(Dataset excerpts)
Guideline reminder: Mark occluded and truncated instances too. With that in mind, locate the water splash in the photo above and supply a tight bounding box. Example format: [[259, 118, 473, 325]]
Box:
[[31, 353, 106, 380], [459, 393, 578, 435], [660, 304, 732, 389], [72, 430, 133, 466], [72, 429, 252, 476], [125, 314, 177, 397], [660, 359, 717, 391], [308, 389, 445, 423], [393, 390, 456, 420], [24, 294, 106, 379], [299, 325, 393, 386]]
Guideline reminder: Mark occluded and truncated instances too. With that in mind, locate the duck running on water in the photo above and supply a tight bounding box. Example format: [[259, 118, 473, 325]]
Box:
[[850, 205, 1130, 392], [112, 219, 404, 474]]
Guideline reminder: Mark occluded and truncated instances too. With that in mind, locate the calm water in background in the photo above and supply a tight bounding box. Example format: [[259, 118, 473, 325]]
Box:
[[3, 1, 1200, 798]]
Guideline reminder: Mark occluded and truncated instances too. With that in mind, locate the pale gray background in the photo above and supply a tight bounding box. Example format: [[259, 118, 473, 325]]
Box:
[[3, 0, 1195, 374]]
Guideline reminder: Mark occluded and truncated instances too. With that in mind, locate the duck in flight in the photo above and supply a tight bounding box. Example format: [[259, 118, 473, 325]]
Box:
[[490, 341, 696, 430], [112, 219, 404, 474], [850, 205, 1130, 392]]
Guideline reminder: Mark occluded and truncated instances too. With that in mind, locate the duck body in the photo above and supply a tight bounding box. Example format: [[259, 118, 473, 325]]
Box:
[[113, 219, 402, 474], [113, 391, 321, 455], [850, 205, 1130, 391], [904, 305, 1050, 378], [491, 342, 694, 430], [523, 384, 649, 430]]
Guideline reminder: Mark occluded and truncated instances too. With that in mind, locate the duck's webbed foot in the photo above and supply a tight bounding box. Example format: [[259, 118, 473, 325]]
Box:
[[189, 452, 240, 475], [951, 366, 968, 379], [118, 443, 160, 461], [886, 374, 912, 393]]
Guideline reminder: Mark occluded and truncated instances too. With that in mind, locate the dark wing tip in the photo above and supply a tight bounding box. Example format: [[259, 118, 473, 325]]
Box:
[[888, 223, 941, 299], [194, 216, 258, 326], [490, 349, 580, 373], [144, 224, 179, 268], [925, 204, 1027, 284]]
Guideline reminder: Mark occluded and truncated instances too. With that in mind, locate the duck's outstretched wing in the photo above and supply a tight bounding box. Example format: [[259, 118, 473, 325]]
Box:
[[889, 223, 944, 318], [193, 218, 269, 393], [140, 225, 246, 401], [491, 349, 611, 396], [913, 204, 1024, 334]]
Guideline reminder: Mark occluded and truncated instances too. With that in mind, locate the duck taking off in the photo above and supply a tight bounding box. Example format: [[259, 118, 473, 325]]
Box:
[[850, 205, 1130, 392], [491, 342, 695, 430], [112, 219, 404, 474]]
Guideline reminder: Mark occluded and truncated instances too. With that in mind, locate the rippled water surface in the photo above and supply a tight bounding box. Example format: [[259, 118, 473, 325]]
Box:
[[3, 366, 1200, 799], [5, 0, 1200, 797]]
---
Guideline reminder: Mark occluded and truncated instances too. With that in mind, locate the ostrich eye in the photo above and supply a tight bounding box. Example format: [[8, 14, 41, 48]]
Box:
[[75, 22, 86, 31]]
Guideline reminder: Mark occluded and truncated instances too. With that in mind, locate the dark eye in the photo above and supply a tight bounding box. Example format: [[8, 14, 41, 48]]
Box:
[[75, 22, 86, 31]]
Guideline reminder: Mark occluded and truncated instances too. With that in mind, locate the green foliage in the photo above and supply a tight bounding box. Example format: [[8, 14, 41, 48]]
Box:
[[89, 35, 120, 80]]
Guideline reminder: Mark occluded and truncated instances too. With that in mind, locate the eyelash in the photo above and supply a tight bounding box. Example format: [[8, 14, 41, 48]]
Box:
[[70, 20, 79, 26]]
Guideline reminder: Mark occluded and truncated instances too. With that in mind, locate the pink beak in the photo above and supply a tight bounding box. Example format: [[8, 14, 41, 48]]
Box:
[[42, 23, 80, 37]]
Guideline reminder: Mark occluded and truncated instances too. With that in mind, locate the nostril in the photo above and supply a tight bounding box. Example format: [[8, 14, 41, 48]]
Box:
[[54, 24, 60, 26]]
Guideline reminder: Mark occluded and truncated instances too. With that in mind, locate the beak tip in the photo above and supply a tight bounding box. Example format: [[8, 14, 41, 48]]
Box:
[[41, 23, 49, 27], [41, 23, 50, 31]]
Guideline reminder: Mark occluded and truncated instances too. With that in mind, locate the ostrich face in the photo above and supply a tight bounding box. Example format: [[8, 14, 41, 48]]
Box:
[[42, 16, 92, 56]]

» **Goal of the exercise**: Look over the records above, and wherever a line contains the string "wing", copy that line.

» **Answer section**:
Guideline reminder: Mark occluded and truncated instances too. With that in mind, locate the dark wing tip in the photo above and supply a tight bounding box. Example format: [[259, 118, 473, 325]]
Guideline reminder: Mark occluded and truncated instances too. With that in mind, locate the duck's outstretched wing in the photo above and supply a tight bounding box. Example format: [[259, 118, 473, 325]]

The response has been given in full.